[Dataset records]
________________________________________

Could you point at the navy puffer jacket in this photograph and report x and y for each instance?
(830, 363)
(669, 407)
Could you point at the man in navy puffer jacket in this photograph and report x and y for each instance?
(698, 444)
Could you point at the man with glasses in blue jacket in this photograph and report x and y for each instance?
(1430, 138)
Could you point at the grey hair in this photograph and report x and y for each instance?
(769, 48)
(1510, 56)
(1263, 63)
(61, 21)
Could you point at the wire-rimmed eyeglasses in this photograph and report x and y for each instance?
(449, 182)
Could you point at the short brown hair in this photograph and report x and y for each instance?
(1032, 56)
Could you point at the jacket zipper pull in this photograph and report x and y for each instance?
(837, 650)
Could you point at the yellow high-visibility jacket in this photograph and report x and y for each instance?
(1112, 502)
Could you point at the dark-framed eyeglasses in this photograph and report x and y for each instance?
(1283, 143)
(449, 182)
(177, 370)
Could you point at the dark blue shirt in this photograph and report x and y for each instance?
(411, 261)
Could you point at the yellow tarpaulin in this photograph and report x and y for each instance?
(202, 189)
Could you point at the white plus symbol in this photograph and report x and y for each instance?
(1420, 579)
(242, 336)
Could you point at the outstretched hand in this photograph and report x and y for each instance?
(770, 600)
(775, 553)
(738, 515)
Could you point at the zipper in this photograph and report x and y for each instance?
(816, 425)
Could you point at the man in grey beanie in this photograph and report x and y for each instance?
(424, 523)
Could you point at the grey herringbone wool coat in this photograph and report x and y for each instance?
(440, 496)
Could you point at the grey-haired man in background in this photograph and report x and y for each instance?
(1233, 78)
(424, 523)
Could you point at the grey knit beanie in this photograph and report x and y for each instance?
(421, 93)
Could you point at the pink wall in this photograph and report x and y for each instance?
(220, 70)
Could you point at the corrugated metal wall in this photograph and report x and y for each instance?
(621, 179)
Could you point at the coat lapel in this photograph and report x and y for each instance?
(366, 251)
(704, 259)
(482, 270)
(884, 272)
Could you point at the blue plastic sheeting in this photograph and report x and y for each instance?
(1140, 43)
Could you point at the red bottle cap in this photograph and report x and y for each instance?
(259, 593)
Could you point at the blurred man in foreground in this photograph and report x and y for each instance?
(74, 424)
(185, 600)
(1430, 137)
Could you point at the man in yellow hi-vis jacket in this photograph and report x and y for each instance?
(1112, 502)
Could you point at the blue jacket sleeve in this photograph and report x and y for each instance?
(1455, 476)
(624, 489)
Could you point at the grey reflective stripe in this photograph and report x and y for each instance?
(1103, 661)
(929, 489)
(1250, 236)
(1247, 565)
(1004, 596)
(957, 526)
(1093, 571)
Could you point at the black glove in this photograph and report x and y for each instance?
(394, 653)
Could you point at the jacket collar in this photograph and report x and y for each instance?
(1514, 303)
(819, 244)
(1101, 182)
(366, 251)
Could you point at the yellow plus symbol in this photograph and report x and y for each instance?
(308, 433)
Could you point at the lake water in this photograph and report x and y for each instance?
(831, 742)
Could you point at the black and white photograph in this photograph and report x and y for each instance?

________________________________________

◆ WORK ORDER:
Please retype every entry above exactly as it stands.

◆ ANSWER FOR THE TASK:
Could you point at the navy puffer jacket in this photograph and report x and y for each instance?
(830, 363)
(669, 407)
Could you point at the man in navy puffer jacket in this photograph and report x and y for each instance?
(698, 444)
Could you point at the man with glasses in blue jacket in this photograph and report x and y for each instance?
(1430, 138)
Could you point at the grey hair in this photograph and report x and y for each instance?
(769, 48)
(1510, 56)
(1263, 63)
(61, 21)
Could you point at the wire-rimmed eyeglasses in this photograph and report x and y for each instance?
(449, 182)
Could you point at the short brown hair in this photograph and report x and y for each instance?
(1032, 56)
Could you point at the jacket zipper pull in this photograph and report x and y for each instance?
(837, 650)
Could you point at the yellow high-visibility jacket in this photograph and report x and y for each instance?
(1112, 502)
Could you point at the dark-framed eyeglasses in this photograph and report x and y for each instance?
(1283, 143)
(449, 182)
(177, 370)
Could you point at the dark blue shirt in this photograph and report x and y for each instance?
(411, 261)
Could you point at the yellow tarpaulin in this photograph and report x and y for each instance?
(202, 189)
Could you point at the white plus symbol in this photograph and report x and y for each instance?
(1420, 579)
(242, 336)
Could you point at the outstretched hand in this photograph and report x and y for each instance?
(770, 600)
(775, 553)
(738, 515)
Could you point at the zipper in this photograph and report x and y for each instance?
(816, 425)
Could you point at the man in grey beanie in this photograph and report x and y for each instance?
(424, 523)
Could you point at the grey herringbone wool coat in this photograph and report x and y for each instance?
(440, 496)
Could you point at the grey-haired man in background in this photograph and report x and y for each instance?
(1233, 78)
(424, 523)
Could you point at the grey knit beanie in this photograph and report x and y for each instance?
(421, 93)
Could you point at the pink wall in this photograph and report x and y for each instance?
(220, 70)
Could you point at the corrugated metal wall in this photograph and report x and y for each instance?
(621, 179)
Could you point at the coat lapel in this photograph and report x and y for each instance?
(366, 251)
(704, 259)
(482, 270)
(884, 272)
Could you point at the blue plastic sheeting in this photograph and report x and y for each instance?
(1140, 43)
Could you point at the red bottle cap in this photograph and report x and y for each instance?
(259, 593)
Could you point at the blurred man in foreground in this photograph and report x and y for each instance?
(74, 424)
(185, 600)
(1430, 137)
Could you point at the man in yellow hi-vis jacket in this photograph and report x and y for each instance?
(1112, 502)
Could you point at the blue jacket sleeve in this photograph and report x and y for each instance?
(1455, 476)
(624, 489)
Could you point at the grey reflective stripe in this photograph and report x and y for each instance?
(1103, 661)
(929, 489)
(1250, 236)
(1247, 565)
(1004, 596)
(957, 526)
(1093, 571)
Could you point at the black glove in this photograph and report x and y for each instance?
(394, 653)
Could you point at the jacket collar in this photograph and report x and y for each instance?
(1514, 303)
(819, 244)
(1101, 182)
(366, 251)
Could you point at the yellow plus symbol in this photograph and report x and y for each instance?
(308, 433)
Could you point at the lake water in this photograph and report x and y for each instance?
(831, 742)
Could you point at the black and white photograph in this photograph and report x and y for each instance?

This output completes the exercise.